Records from a data source:
[Start]
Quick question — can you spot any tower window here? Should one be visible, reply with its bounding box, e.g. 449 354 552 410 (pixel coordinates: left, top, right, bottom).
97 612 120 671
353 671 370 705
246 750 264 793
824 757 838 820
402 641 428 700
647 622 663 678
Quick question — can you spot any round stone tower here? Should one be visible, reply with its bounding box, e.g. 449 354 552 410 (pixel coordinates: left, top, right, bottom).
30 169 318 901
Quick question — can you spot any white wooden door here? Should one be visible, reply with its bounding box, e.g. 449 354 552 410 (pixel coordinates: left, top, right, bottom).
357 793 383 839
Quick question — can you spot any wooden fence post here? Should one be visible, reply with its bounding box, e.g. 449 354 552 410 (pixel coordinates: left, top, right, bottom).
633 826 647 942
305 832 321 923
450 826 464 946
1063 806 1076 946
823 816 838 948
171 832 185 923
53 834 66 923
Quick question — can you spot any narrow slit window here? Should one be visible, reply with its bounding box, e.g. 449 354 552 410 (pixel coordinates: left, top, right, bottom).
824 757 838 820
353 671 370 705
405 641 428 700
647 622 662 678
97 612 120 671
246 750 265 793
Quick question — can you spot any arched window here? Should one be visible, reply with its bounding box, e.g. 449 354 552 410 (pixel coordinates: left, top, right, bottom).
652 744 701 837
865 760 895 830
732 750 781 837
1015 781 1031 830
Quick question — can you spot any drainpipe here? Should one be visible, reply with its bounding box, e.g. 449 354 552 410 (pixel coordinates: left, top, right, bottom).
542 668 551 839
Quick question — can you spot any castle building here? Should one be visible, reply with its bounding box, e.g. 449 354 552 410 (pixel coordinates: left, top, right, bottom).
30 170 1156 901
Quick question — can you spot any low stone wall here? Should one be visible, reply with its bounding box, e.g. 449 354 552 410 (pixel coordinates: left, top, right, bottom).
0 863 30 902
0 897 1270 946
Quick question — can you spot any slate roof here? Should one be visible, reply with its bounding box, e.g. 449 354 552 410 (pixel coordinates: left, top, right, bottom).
[End]
■ INSTRUCTION
Transcribe the whole listing with nothing added or left out.

■ PROBLEM SOLUTION
Quick question — can you spot any tower window here? Should one be visible, reply with its bounding box, e.g. 449 354 552 410 (pixel coordinates: left, top, right, bottom).
97 612 120 671
353 671 370 705
246 750 264 793
824 757 838 820
402 641 428 700
647 622 663 678
Quick question — can you spot any round stone tower here? Should one be visible, reply with its bounding box, e.g. 449 354 552 410 (pixel coordinates: left, top, right, bottom).
30 169 318 901
Quick question — can you spot any white wooden door here? Should one be visible, reply with its bounding box, e.g. 449 354 552 410 (pixel coordinates: left, top, right, bottom).
357 793 383 839
Quick question — can you spot any wooden fence post here? Should one be visible, reply with its bounding box, e.g. 449 354 552 410 (pixel coordinates: left, top, right, bottom).
633 826 647 942
305 832 321 923
450 826 464 946
1063 806 1076 946
823 816 838 948
171 832 185 923
53 834 66 923
Quick question — can you spot any narrow slit window here? Should one be visible, reply with its bounding box, e.g. 449 354 552 410 (pixel coordinates: left, top, right, bottom).
824 757 838 820
353 671 370 705
405 641 428 700
647 622 662 678
97 612 120 671
246 750 265 793
Quick question — can you spot any arched window here? Should one be visible, reply with its bounding box, e.g. 449 354 552 410 (pixel coordinates: left, top, right, bottom).
652 744 701 837
865 760 895 830
732 750 781 837
1015 781 1031 830
Quick question — can you spot any drainpipe here? Should one be visible, reply with its bounding box, e.g. 449 354 552 410 (pixel coordinates: left, top, right, bottom).
542 668 551 839
Quick question — can you spot any castle building here? Should one be visible, reply with its bounding box, e.g. 449 354 552 410 (pixel coordinates: left, top, right, bottom).
30 170 1156 901
Quick question — can you spot any low stone wall here? Should one be visible, reply with its bounding box, e.g. 449 354 552 410 (pixel coordinates: left, top, right, bottom).
0 863 30 902
0 897 1270 946
Quick question — can you spot any slate roof here? Should one be visible, reply with its bounding box, e.g. 449 354 552 410 (pixel coordinates: left, top, right, bottom).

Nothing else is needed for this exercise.